§ **Exercise instructions**:
1) List every word or phrase that appears in quotation marks in the news item about Tatyana Sharpee's CAREER award.
2) Pick up the news item about Tatyana Sharpee's CAREER award after its last sentence and keep writing it.

§ **Excerpted text**:
====================

Salk Scientist Tatyana Sharpee Receives CAREER Award from NSF
$453,000 in funds to support an advanced study of the neural architectures that enable object recognition
Source Newsroom: Salk Institute for Biological Studies
Newswise — La Jolla, CA—Salk scientist Tatyana Sharpee has received a CAREER award from the National Science Foundation (NSF) to fund upcoming research in her lab. The CAREER award supports faculty who exemplify the role of teacher-scholars through outstanding research, excellent education and the integration of education and research within the context of the mission of their organizations.
An associate professor in the Computational Neurobiology Laboratory, Sharpee will receive $453,000 over the next five years to fund her proposed study: “Characterizing feature selectivity and invariance in deep neural architectures.” In an effort to help elucidate the principles that make robust object recognition possible, she will explore how an organism’s neurons are able to demonstrate both “invariance,” which produces a similar response to the same object even when observed from different viewpoints, and “selectivity,” which requires different responses to potentially quite similar objects. The results of her study will help reveal the common principles of sensory processing in the brain and may ultimately lead to improved designs of artificial recognition systems, including sensory prostheses.
Sharpee received her Ph.D. in Physics at Michigan State University and was a Sloan-Swartz Postdoctoral Fellow at the University of California, San Francisco. In the Computational Neurobiology Laboratory at the Salk Institute, Sharpee and her team work on theoretical principles of how the brain processes information.

====================

§ **Given entries**:
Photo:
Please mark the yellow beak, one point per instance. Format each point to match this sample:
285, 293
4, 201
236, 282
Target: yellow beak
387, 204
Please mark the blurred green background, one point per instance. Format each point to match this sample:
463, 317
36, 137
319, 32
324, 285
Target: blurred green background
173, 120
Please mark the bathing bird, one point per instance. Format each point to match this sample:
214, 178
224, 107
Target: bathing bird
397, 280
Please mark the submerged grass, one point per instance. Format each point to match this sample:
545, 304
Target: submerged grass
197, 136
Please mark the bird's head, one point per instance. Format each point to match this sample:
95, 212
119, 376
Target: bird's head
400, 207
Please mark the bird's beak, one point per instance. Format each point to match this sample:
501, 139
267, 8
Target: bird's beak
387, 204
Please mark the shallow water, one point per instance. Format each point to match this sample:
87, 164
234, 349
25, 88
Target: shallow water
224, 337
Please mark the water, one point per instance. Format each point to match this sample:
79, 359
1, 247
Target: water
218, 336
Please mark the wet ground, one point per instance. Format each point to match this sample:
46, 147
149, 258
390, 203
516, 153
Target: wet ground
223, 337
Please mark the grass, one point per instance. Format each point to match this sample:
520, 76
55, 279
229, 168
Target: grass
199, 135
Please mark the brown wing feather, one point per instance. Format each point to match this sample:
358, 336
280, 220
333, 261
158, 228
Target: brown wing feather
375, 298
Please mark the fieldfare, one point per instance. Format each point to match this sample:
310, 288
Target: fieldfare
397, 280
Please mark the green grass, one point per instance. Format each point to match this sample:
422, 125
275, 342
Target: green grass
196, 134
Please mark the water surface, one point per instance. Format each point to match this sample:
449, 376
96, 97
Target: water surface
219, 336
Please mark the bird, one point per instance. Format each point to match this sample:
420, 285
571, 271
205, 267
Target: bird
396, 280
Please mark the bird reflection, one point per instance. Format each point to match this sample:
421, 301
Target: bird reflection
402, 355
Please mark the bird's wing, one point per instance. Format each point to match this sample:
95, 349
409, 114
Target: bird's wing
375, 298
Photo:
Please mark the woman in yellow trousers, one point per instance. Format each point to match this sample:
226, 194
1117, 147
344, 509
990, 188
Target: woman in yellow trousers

====================

§ **Task-by-task outputs**:
1)
- "Characterizing feature selectivity and invariance in deep neural architectures."
- "invariance"
- "selectivity"

2)
About the Salk Institute for Biological Studies:
The Salk Institute for Biological Studies is one of the world's preeminent basic research institutions, where internationally renowned faculty probe fundamental life science questions in a unique, collaborative, and creative environment. Focused both on discovery and on mentoring future generations of researchers, Salk scientists make groundbreaking contributions to our understanding of cancer, aging, Alzheimer's, diabetes and infectious diseases by studying neuroscience, genetics, cell and plant biology, and related disciplines.
Faculty achievements have been recognized with numerous honors, including Nobel Prizes and memberships in the National Academy of Sciences. Founded in 1960 by polio vaccine pioneer Jonas Salk, M.D., the Institute is an independent nonprofit organization and architectural landmark.
About the NSF:
The National Science Foundation (NSF) is an independent federal agency that supports fundamental research and education across all fields of science and engineering. In fiscal year 2012, its budget was $7 billion. NSF funds reach all fifty states through grants to nearly 2,000 colleges, universities and other institutions.